+++ Given passage

Furnival Works, Furnival Street/Eyre Lane, 1965. Picture Sheffield (s16188), © SCC
The Ironmonger (12 November 1887) noted that the ‘sounding clink of the brazier’s hammer has hardly ever been silent on any working day in [Roberts & Belk’s] Furnival Works since the early part of the present century’. The lineage can be traced through Furniss, Poles & Turner, William Briggs, Roberts & Slater (see Joseph Slater), and Roberts & Briggs. The ‘Roberts’ in these firms was Samuel Roberts, who had been born on 23 August 1807 in Highfield. After a spell in Edinburgh, he became traveller for William Briggs at Furnival Works, Furnival Street, and later partner.
In 1863, when Briggs withdrew, Roberts was joined by Charles Belk (1840-1904). He had been born in Sheffield in 1840, the son of William Benjamin Belk (1812-1841) and his wife, Frances (Fanny) née Greaves. Charles’s father was an attorney in Pontefract, but in the 1830s William Benjamin began a career as a chemist and druggist in Fargate. However, he died prematurely on 30 September 1841, aged 29. His wife only outlived him until 1848, aged 36. They were buried in Ecclesall. His parents’ deaths meant that Charles Belk was in the care of a guardian. This was the chemist and druggist John Webster, who was his father’s executor, friend, and former master (Austen, 19611). Charles Belk was apprenticed to Francis Newton & Sons.

++++++

## What you need to do
Retype verbatim the portion of the Furnival Works passage that begins at the words "In 1863, when" and ends after the words "Newton & Sons.".

+++ Supplied material

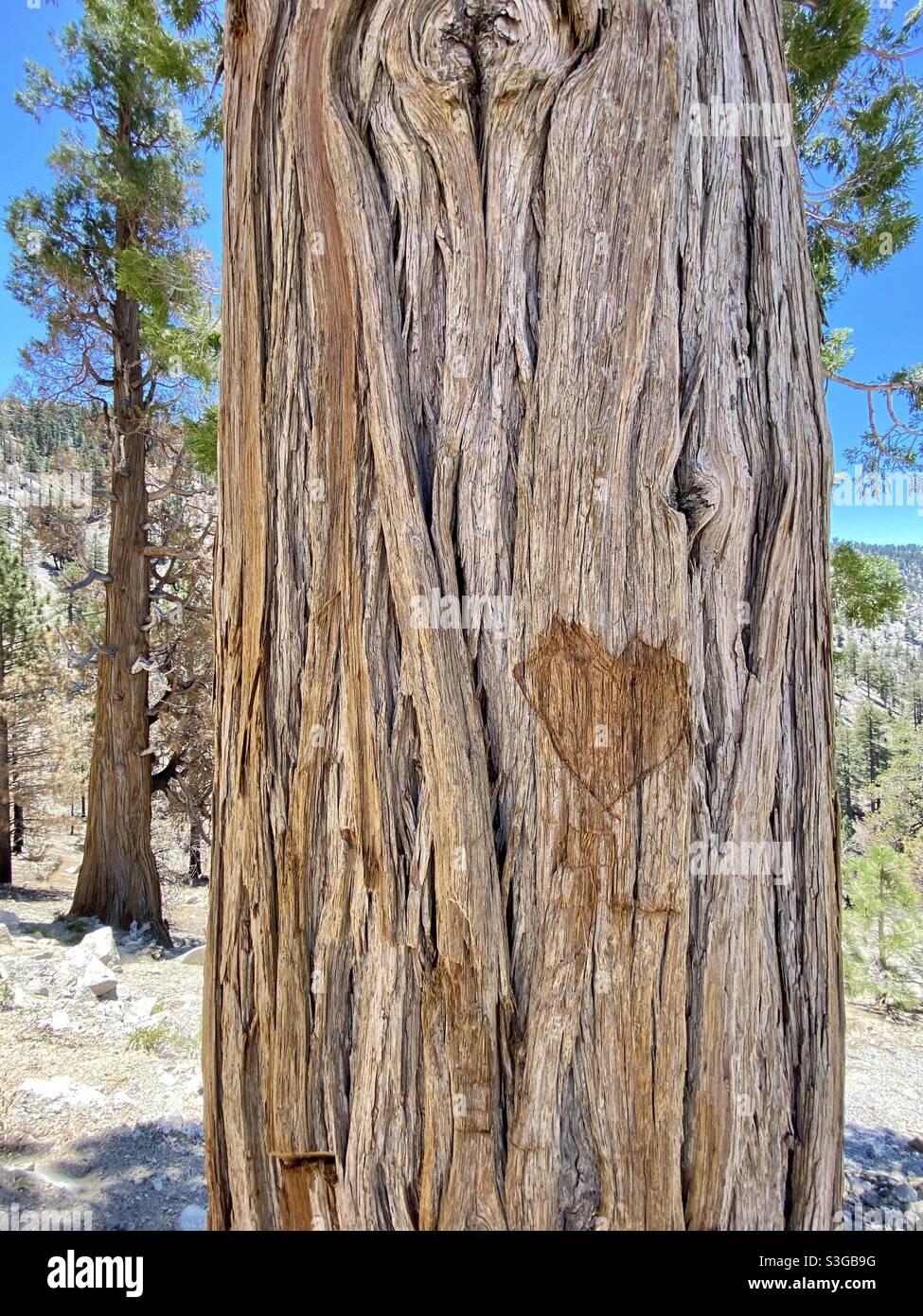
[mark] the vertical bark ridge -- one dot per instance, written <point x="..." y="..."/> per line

++++++

## Task response
In 1863, when Briggs withdrew, Roberts was joined by Charles Belk (1840-1904). He had been born in Sheffield in 1840, the son of William Benjamin Belk (1812-1841) and his wife, Frances (Fanny) née Greaves. Charles’s father was an attorney in Pontefract, but in the 1830s William Benjamin began a career as a chemist and druggist in Fargate. However, he died prematurely on 30 September 1841, aged 29. His wife only outlived him until 1848, aged 36. They were buried in Ecclesall. His parents’ deaths meant that Charles Belk was in the care of a guardian. This was the chemist and druggist John Webster, who was his father’s executor, friend, and former master (Austen, 19611). Charles Belk was apprenticed to Francis Newton & Sons.